◆ Texto fornecido ◆
==================================================
Ao entrar no espaço da ação, o público se deparou com uma sala pequena, com poucas cadeiras, uma mesa com um projetor de vídeo para película em Super 8 ao lado de um arrojado equipamento para projetar um filme em formato digital. Tânia Dinis, quando percebeu que todos seus convidados estavam ali para presenciar o seu suposto “resultado final” (segundo o convite, seria um filme), fruto da residência realizada no NEC, fechou a porta e, estrategicamente, garantiu o silêncio para iniciar a sua performance (melhor nomenclatura para definir o que nos foi mostrado), inclusive encerrou o áudio do típico som dessa câmera analógica que estava constantemente se repetindo enquanto todos se acomodavam no recinto.
==================================================
◆ Listagem de dados ◆
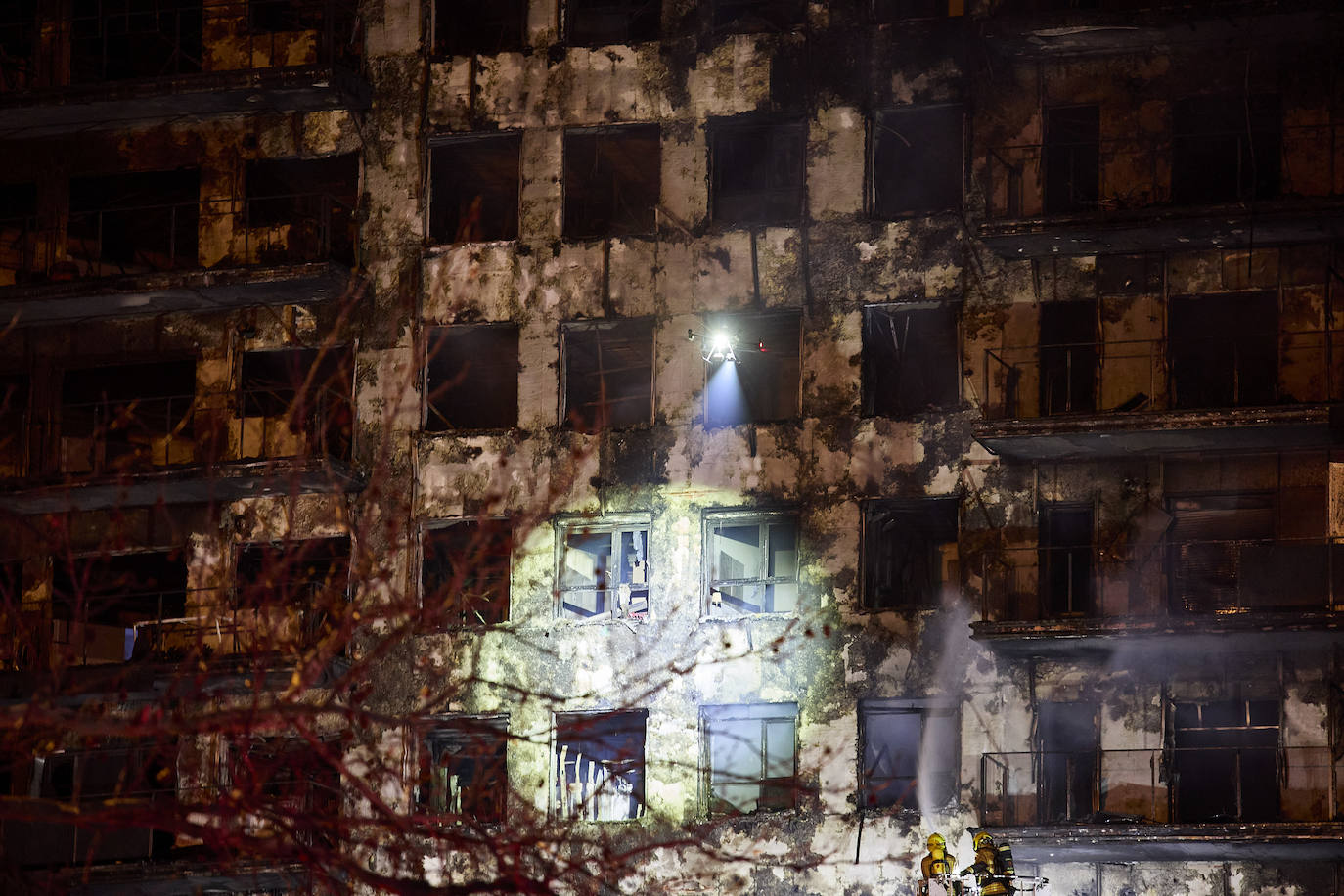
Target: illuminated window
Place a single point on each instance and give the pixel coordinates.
(464, 769)
(466, 572)
(753, 563)
(600, 765)
(607, 374)
(604, 568)
(751, 755)
(895, 735)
==================================================
◆ Tarefa proposta 1 ◆
Repita o trecho do texto sobre a performance de Tânia Dinis que vai de "Ao entrar no" até "acomodavam no recinto.", incluindo essas palavras.
◆ Tarefa proposta 2 ◆
Retome o texto sobre a performance de Tânia Dinis e dê continuidade a ele a partir da última frase.

◆ Resposta esperada 1 ◆
Ao entrar no espaço da ação, o público se deparou com uma sala pequena, com poucas cadeiras, uma mesa com um projetor de vídeo para película em Super 8 ao lado de um arrojado equipamento para projetar um filme em formato digital. Tânia Dinis, quando percebeu que todos seus convidados estavam ali para presenciar o seu suposto “resultado final” (segundo o convite, seria um filme), fruto da residência realizada no NEC, fechou a porta e, estrategicamente, garantiu o silêncio para iniciar a sua performance (melhor nomenclatura para definir o que nos foi mostrado), inclusive encerrou o áudio do típico som dessa câmera analógica que estava constantemente se repetindo enquanto todos se acomodavam no recinto.

◆ Resposta esperada 2 ◆
Tânia esclarece, ao longo do seu discurso, que não tinha propriamente um produto final para ser apresentado e, então, o que expõe ali é, na verdade, o seu processo de criação de forma aberta e corajosa. Foi estabelecido um rombo na sua privacidade e, por consequência, na de quem se envolveu com ela durante o seu período de criação. Ninguém saiu impune. A artista leu até o e-mail (inclusive a resposta) que lhe garantiu a tal residência artística, que, de acordo com suas afirmações, não aconteceu, pois poucas vezes esteve no espaço e, quando esteve, colou fitas adesivas no chão para simular um esboço de conceito, que na verdade, ainda não existia. Confessou que ansiou apenas criar códigos, marcar pegadas no espaço, o qual não lhe rendia grandes ideias e não lhe assegurava a mínima resolução para solidificar um possível produto final. Contou isso abertamente. Obviamente, todos que estavam ali presentes identificaram-se com essas declarações quando emitiram seus risos desconfortáveis e gargalhadas tensas. Ela estava cruel, de forma afetuosa, mas sempre impiedosa para apontar pessoas e citar os nomes dos envolvidos nas suas catastróficas tentativas de criar uma obra artística.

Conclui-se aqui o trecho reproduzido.